Consigne A: Recopiez les lignes de données à partir de celle qui contient « In this practice step, locate the basket handle » jusqu'à la dernière ligne de données incluse, en substituant « warm-up step » à « practice step » sans rien modifier d'autre. Laissez les images de côté dans votre réponse.

Document source:

Il faut savoir que le roi n’aura jamais totalement ce monopole jusqu’à la Révolution française (toujours des parcelles de justice ecclésiastique et seigneuriale). Mais c’est parce que la royauté contient en elle-même l’idée de justice, les capétiens, les rois successifs de cette dynastie, la communauté politique attend qu’il rendre à chacun son dû, et donc qu’il lutte contre ceux qui empiètent, ou qui se sont emparés de ce droit régalien qu’est la justice.
A partir du moment où le Roi devient de plus en plus puissant, souverain et efficace sur le terrain, le Roi va s’attaquer d’une part, les unes après les autres, d’une part aux justices seigneuriales parce qu’elles étaient les moins dangereuses, puis un peu plus tard aux justices ecclésiastiques qui elles étaient sacrement bien développées, et nuisibles pour la royauté. Le but est de vider l’une et l’autre de leur compétence.
Lutte de la royauté contre les justices seigneuriales
Cela n’a pu se faire qu’à la fin du règne de Philippe-Auguste, et pendant les règnes de Louis VIII, Louis IX et Philippe III le Hardi (au XIIIème).
L’essor de la fonction judiciaire du Roi que traduit dès le XIIIème l’adage « toute justice émane du Roi » s’inscrit dans celui de la technicité grandissante des légistes royaux qui vont agir sur les seigneurs, les seigneurs qui exerçaient leur droit de justice sur les hommes de leur seigneurie, sur le ressort de leur seigneurie.

Consigne B: D'après le document source, sous quels règnes la lutte contre les justices seigneuriales a-t-elle pu se faire ?

Lignes à utiliser:
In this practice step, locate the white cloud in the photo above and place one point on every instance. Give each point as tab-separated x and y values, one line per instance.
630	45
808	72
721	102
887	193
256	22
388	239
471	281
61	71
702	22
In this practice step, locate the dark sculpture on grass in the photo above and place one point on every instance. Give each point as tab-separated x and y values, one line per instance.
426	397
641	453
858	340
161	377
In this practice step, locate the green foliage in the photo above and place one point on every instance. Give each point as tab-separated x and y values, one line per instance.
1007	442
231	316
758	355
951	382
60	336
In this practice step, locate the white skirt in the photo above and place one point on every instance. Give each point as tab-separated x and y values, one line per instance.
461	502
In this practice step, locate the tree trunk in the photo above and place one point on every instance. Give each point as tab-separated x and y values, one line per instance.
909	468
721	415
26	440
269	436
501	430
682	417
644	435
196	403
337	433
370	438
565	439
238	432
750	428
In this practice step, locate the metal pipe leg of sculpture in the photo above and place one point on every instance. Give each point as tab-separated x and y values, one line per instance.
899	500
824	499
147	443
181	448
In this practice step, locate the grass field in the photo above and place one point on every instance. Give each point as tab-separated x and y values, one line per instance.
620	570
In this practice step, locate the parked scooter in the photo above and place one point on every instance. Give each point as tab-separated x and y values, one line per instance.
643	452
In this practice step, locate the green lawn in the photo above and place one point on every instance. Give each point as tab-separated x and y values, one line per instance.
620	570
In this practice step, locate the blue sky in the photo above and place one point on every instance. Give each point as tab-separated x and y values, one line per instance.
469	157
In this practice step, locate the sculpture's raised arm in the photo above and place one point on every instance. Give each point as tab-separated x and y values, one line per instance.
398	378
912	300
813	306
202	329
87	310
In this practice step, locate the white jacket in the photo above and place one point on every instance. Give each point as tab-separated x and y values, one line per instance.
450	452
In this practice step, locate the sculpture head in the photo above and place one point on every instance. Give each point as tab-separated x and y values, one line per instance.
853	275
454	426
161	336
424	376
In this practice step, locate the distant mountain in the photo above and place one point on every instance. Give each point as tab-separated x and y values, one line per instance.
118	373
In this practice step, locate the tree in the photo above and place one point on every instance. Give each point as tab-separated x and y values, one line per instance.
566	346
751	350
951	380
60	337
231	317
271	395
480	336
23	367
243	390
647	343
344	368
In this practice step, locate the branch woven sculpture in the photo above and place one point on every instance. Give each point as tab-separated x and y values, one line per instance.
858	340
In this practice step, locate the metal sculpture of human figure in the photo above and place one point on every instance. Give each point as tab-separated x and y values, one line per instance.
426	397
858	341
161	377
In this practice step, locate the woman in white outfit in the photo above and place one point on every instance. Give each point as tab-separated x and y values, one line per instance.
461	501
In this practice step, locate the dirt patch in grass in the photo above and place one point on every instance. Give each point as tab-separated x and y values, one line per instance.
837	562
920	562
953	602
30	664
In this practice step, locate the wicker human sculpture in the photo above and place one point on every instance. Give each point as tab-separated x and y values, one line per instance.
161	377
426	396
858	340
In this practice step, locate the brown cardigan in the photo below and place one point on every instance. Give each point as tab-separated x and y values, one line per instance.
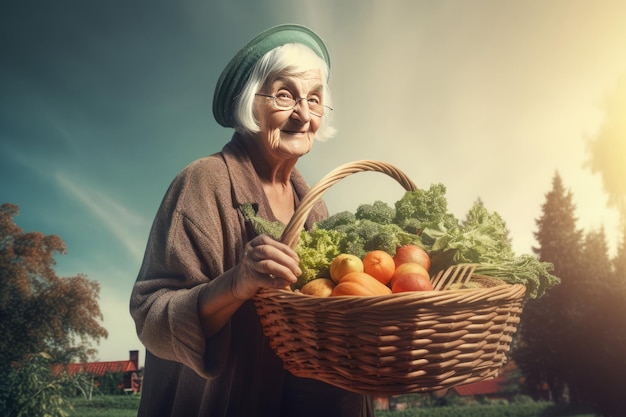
199	233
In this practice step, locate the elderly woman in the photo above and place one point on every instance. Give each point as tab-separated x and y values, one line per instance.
206	352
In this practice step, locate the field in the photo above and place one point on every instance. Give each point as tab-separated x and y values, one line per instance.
126	406
106	406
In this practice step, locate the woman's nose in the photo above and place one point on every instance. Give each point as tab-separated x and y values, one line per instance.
302	110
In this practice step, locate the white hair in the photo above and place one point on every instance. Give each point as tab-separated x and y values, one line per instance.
291	59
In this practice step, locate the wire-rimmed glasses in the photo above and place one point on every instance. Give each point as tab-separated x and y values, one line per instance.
286	102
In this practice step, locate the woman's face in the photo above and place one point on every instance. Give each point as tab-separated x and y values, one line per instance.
289	133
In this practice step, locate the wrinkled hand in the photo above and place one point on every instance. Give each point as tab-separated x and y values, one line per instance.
266	263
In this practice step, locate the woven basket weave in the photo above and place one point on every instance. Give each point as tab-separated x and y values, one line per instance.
389	344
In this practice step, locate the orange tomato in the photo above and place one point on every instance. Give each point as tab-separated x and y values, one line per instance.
360	283
344	264
408	268
412	253
380	265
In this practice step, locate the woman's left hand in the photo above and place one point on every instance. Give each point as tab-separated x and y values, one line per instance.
266	263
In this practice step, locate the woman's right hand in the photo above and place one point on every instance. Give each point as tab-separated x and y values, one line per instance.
266	263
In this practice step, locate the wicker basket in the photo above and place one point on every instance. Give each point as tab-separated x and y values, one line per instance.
390	344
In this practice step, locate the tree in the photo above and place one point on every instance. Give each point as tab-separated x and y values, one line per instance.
40	311
544	334
608	149
599	363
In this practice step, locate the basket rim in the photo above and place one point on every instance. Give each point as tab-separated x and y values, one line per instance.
495	293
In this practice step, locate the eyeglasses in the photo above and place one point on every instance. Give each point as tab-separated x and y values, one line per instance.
286	102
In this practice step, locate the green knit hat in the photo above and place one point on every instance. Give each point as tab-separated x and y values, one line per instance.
238	70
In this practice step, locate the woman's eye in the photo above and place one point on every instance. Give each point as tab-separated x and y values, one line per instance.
283	94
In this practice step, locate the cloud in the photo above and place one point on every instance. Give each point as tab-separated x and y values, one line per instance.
123	223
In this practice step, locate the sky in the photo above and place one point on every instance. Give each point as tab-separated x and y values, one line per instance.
103	103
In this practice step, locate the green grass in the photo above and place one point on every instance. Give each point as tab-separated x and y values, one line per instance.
126	406
106	406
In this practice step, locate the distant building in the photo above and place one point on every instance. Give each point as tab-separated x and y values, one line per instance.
129	368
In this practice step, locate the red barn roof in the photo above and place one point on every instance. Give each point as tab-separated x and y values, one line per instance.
100	368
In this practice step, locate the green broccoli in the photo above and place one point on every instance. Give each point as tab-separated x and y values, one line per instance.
425	212
379	212
316	249
260	225
338	219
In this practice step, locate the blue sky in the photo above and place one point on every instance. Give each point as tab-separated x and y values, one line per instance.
103	102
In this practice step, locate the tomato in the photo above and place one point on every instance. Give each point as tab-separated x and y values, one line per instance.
412	253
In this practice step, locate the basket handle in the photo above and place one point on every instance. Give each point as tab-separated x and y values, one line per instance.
292	230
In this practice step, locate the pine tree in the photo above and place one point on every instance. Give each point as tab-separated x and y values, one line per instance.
544	333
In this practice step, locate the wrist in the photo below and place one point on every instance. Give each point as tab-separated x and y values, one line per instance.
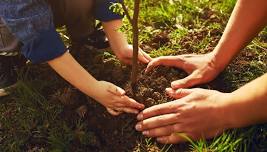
226	112
218	61
94	90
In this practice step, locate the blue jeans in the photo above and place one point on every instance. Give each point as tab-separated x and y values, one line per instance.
76	15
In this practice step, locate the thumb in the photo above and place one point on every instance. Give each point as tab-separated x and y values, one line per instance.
143	57
113	112
179	93
115	90
187	82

Résultat attendu A:
In this warm-up step, locate the basket handle in the photo above and place one point on every instance. Give each point as tab-separated x and y values, one line per instance.
292	230
In this warm-up step, locate the pine tree in the photo above and place one point on every instance. Give each point as tab-separated x and y values, one line per instance.
544	333
In this warm-up step, locate the wrist in the photo below and place one point on every instance. Give each point as tab-separated x and y values, one line per instance.
226	112
218	61
94	90
In this warm-up step, locate the blue jeans in the photo above and place one point on every instance. Give each point as tab-separated x and y values, one line per instance.
76	15
In this warm-up step, locate the thumb in the photo above and place one point on every instance. Give each point as tab-separated x and y values, one line per instance.
143	57
113	112
179	93
115	90
187	82

Résultat attendu B: À la fin du règne de Philippe-Auguste et pendant les règnes de Louis VIII, Louis IX et Philippe III le Hardi, au XIIIe siècle.